## Data to use
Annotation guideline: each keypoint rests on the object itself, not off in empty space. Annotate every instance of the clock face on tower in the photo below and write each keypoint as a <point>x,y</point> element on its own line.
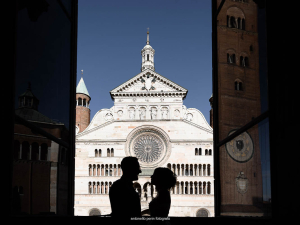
<point>241,148</point>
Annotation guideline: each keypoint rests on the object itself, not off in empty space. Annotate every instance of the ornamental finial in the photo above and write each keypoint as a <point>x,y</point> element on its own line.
<point>148,42</point>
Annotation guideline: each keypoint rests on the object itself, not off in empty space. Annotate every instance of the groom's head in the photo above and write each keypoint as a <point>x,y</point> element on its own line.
<point>131,167</point>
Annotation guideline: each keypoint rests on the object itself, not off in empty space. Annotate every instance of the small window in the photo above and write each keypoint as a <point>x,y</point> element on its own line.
<point>251,48</point>
<point>238,86</point>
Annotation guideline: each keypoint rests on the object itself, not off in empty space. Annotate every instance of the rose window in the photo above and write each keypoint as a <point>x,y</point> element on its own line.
<point>148,148</point>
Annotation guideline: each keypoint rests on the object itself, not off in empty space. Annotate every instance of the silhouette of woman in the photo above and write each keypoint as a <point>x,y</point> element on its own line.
<point>163,179</point>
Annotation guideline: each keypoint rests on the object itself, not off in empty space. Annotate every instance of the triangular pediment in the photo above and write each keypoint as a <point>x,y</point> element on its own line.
<point>148,82</point>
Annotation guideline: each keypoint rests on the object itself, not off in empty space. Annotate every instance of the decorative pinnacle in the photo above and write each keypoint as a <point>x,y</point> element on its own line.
<point>148,42</point>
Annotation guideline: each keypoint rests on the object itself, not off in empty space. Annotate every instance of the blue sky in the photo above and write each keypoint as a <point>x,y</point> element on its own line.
<point>112,33</point>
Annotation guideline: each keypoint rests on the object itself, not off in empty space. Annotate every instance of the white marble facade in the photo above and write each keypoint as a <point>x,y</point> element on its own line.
<point>149,121</point>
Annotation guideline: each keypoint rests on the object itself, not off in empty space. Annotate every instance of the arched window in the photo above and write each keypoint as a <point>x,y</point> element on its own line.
<point>239,23</point>
<point>230,58</point>
<point>246,61</point>
<point>25,150</point>
<point>44,152</point>
<point>243,24</point>
<point>242,61</point>
<point>233,23</point>
<point>251,48</point>
<point>238,86</point>
<point>35,151</point>
<point>16,149</point>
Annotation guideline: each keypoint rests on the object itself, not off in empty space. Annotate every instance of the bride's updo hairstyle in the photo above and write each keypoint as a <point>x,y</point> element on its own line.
<point>165,177</point>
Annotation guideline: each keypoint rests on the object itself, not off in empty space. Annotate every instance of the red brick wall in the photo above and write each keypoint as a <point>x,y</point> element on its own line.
<point>237,108</point>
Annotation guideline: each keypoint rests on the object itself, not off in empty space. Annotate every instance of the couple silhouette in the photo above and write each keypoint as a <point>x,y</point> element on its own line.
<point>125,201</point>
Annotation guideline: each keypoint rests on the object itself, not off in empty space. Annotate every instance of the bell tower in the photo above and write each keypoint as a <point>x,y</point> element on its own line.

## What to do
Please put all the items above into a numbered list with the blank lines left out. Leave the pictures out of your answer.

## Exercise answer
1. Annotation guideline: each keypoint rests on the object itself, not off in empty space. Annotate every instance of the clock face on tower in the photo below and write each keypoint as a <point>x,y</point> element on its own line.
2. <point>241,148</point>
3. Annotation guideline: each keypoint rests on the object itself, not off in empty space. Annotate every instance of the ornamental finial in the photo above and write each keypoint as a <point>x,y</point> element on its own line.
4. <point>148,42</point>
5. Annotation guideline: each keypoint rests on the object itself, not off in empty space. Annotate every instance of the groom's head in the photo above and write each keypoint as a <point>x,y</point> element on its own line.
6. <point>131,167</point>
7. Annotation guideline: each keypoint rests on the object itself, not off in empty space. Annotate every instance of the small window in the photo above and write each keypoint as a <point>x,y</point> element on its own line.
8. <point>251,48</point>
9. <point>238,86</point>
10. Annotation guideline: each keypoint rests on the object itself, not off in empty space. Annotate every instance of the rose window in the photo above and write each keypoint as a <point>x,y</point> element on its own line.
11. <point>148,148</point>
12. Annotation guideline: each keypoint rests on the object itself, not off in empty space. Annotate every instance of the silhouette of woman in the photo above and write each keypoint as a <point>x,y</point> element on its own line.
13. <point>163,179</point>
14. Annotation guideline: each keypoint rests on the object itself, not off in empty space. Annotate every instance of the triangular pediment in the photo above and write each keypoint as a <point>x,y</point> element on its own line.
15. <point>148,82</point>
16. Annotation guideline: each keypoint rests on the object itself, not off in empty space. Annotate every instance of the decorative pinnacle in the photo above and write each keypoint as a <point>x,y</point> element on its own line.
17. <point>148,42</point>
18. Annotation guideline: each keypoint rests on the object itself, not off in empty space. Annotate every instance of the blue sky in the photo above and write each keypoint as a <point>x,y</point> element on its own line.
19. <point>112,33</point>
20. Annotation guideline: each keypoint rests on the object itself, not off in empty space. Annotate every instance of the white marble facade in the photo above and write each keypoint as a <point>x,y</point> element on its own line.
21. <point>149,121</point>
22. Annotation guideline: each keypoint rests on the object itself, not off in empty space. Annotate every instance of the arched window in the photo above and write each keypoint as a <point>x,y</point> element on its own line.
23. <point>239,23</point>
24. <point>230,58</point>
25. <point>246,61</point>
26. <point>25,150</point>
27. <point>44,152</point>
28. <point>243,24</point>
29. <point>242,61</point>
30. <point>233,23</point>
31. <point>251,48</point>
32. <point>238,86</point>
33. <point>35,151</point>
34. <point>16,149</point>
35. Annotation guideline: each keypoint rests on the object itself, not off in empty space. Annotate every instance of the bride's updo hairstyle in the photo above and write each keypoint as a <point>x,y</point> element on its own line.
36. <point>165,177</point>
37. Annotation guideline: each keypoint rests on the object itself, not off in empty space. Annotate every instance of the red brick wall in the photo above and write each keypoint as a <point>x,y</point> element on its own line.
38. <point>237,108</point>
39. Annotation guideline: each keypoint rests on the object itself, not off in empty space. Annotate every instance of the couple silhouette in the photo above and write each keypoint as a <point>x,y</point> element on its own line.
40. <point>125,201</point>
41. Annotation guideline: each keypoint rests on the object itself, not off in empty space. Annotate every instance of the bell tower in the photo above and write each keypoint as a <point>x,y</point> element on its own line.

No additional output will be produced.